*TASK DIRECTIONS:* Copy out, unchanged, the lines of the records below that begin with the line containing "truck tire --bbox" and continue through the line containing "100,0 -> 300,131", with both of those lines included.

━━━━━ PROVIDED DATA

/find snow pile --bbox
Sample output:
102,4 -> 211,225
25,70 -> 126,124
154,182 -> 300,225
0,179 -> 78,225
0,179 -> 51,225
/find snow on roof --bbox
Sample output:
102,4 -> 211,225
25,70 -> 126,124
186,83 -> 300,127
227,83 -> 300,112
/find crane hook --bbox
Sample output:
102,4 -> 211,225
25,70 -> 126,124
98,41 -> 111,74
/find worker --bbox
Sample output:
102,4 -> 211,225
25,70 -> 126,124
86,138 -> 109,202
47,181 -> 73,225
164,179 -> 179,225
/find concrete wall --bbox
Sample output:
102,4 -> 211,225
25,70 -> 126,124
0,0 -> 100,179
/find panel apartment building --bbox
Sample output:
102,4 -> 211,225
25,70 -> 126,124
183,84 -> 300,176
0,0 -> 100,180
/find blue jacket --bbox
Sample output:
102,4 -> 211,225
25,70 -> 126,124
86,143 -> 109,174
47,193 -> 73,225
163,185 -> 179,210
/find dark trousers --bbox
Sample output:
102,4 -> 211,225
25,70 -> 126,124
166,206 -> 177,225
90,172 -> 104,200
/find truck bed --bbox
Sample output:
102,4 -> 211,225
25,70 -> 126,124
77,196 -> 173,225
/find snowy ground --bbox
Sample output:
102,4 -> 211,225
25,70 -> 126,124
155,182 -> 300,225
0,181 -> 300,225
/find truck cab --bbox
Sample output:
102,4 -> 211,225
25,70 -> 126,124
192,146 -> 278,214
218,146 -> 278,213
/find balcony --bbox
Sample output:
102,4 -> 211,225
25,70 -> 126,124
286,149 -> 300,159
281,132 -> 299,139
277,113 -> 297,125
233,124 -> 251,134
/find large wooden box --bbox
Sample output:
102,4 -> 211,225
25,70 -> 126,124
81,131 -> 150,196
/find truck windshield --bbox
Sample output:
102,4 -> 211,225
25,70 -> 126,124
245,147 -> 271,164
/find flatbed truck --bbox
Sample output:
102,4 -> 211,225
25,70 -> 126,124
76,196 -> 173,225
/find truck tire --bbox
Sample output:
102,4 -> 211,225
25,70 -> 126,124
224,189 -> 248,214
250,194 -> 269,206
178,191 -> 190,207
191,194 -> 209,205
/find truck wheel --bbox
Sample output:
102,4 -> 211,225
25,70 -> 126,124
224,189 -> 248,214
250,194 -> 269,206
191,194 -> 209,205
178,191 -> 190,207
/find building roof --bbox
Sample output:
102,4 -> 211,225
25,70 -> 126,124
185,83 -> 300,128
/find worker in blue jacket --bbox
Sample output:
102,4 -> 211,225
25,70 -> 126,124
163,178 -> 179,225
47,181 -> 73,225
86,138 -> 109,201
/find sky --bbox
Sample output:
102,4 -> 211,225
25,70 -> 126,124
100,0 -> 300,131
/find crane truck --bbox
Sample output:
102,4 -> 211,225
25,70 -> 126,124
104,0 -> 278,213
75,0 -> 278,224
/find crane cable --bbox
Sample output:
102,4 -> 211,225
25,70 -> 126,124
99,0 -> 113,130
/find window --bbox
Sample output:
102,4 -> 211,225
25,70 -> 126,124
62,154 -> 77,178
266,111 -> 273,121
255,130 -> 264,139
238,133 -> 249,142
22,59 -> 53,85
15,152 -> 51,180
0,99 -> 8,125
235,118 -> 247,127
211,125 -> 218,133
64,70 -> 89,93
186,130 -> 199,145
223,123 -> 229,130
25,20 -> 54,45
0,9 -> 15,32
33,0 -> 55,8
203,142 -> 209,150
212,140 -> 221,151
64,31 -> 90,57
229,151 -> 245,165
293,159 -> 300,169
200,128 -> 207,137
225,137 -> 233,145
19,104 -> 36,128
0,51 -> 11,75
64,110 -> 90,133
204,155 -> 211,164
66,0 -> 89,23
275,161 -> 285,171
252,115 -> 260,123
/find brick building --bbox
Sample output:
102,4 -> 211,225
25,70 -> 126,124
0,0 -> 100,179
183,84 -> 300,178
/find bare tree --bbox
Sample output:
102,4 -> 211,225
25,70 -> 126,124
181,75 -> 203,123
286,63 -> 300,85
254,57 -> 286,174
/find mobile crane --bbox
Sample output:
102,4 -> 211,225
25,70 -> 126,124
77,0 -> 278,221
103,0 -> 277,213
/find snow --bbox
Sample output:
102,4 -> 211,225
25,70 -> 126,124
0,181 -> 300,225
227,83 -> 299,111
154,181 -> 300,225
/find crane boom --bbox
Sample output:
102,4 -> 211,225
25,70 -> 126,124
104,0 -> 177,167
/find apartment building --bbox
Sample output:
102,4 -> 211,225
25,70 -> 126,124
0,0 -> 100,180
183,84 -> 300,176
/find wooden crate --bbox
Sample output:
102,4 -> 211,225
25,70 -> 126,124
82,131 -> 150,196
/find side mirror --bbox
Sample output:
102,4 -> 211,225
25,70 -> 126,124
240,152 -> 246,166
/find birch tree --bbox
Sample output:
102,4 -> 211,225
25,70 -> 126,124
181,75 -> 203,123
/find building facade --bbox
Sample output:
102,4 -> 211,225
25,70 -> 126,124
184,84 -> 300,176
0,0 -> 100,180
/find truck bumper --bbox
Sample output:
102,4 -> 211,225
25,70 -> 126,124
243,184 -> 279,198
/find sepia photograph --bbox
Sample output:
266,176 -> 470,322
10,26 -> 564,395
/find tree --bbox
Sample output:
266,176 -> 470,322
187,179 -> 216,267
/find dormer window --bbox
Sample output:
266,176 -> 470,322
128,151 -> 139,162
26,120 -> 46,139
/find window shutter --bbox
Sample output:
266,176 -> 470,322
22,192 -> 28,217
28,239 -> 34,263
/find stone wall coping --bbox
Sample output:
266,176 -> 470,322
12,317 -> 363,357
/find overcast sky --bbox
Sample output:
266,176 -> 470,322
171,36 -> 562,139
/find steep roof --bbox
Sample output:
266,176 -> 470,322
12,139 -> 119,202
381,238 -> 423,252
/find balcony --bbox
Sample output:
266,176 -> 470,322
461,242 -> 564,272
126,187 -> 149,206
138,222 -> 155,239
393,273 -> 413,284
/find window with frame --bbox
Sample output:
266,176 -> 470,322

━━━━━━━━━━
━━━━━ PROVIDED DATA

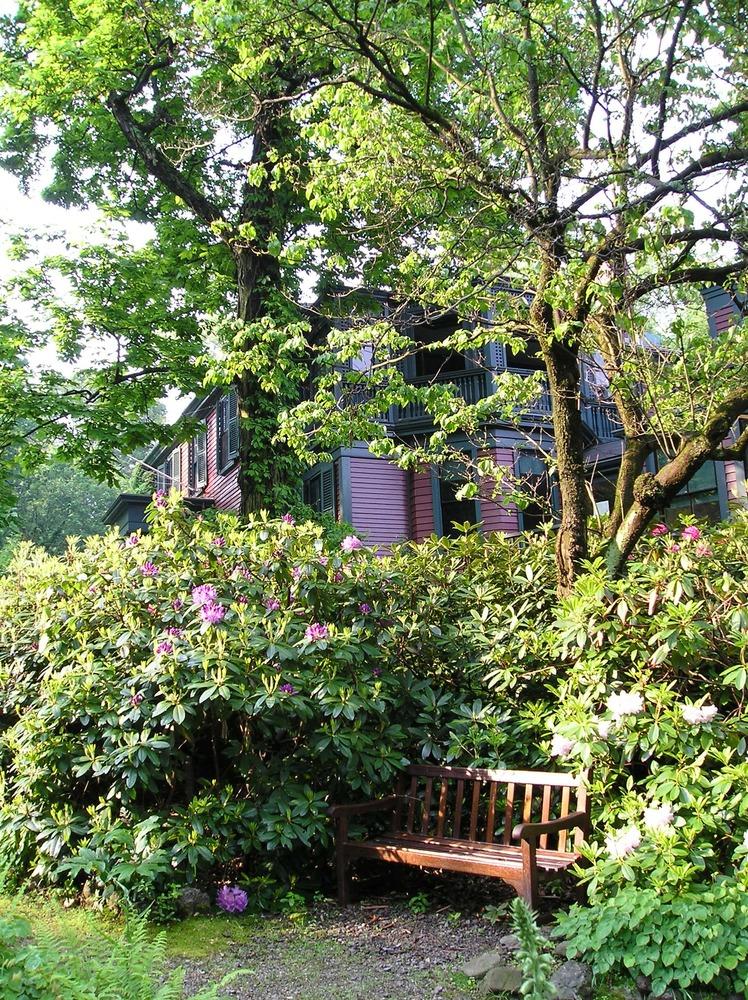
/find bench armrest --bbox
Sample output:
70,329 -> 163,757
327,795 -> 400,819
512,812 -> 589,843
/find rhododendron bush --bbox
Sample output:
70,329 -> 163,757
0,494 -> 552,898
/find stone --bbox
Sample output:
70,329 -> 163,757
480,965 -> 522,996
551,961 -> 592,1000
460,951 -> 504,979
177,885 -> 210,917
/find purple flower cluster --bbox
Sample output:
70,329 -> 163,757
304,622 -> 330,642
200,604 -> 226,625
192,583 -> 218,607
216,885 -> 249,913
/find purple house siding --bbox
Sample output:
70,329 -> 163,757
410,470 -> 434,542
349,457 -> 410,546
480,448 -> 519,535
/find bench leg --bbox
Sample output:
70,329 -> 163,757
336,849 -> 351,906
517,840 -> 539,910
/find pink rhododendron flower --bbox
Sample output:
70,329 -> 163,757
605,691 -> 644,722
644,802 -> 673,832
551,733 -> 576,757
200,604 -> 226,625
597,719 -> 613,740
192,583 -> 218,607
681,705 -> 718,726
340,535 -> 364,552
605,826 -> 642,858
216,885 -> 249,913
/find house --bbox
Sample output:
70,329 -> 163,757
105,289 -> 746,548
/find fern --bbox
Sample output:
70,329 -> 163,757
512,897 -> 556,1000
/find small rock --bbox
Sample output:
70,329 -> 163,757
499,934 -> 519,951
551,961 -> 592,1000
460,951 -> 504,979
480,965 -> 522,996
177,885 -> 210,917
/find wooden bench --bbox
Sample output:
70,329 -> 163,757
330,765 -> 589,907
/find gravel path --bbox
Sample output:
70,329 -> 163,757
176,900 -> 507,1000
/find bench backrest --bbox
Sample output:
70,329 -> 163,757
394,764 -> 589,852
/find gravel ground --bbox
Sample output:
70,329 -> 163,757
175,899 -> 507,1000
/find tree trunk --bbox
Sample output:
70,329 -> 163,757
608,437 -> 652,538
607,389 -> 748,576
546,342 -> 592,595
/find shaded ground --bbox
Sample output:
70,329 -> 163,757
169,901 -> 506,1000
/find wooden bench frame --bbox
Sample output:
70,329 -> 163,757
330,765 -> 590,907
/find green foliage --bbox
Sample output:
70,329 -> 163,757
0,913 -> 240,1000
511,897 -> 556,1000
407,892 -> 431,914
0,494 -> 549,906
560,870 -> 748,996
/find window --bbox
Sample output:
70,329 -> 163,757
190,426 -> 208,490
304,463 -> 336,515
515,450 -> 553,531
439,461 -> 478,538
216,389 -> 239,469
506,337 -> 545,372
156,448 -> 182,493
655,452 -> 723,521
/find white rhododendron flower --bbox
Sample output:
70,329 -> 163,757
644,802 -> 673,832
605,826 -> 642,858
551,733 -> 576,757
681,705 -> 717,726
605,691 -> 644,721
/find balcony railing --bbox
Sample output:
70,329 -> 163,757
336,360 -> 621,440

━━━━━━━━━━

*ANSWER FOR THIS EXERCISE:*
/find truck tire --bbox
Sample output:
102,4 -> 211,225
25,70 -> 126,124
224,189 -> 248,214
250,194 -> 269,206
178,191 -> 190,207
191,194 -> 209,205
/find truck wheel --bbox
Sample output:
102,4 -> 211,225
25,70 -> 126,124
224,189 -> 248,214
250,194 -> 269,206
191,194 -> 209,205
178,191 -> 190,207
/find building roof --bbox
Sample output:
102,4 -> 211,225
25,70 -> 126,124
185,83 -> 300,128
/find worker in blue jacket --bbox
Sample output:
102,4 -> 211,225
25,70 -> 126,124
163,178 -> 179,225
47,181 -> 73,225
86,138 -> 109,201
/find sky --bbox
Sample output:
102,4 -> 211,225
25,70 -> 126,124
100,0 -> 300,131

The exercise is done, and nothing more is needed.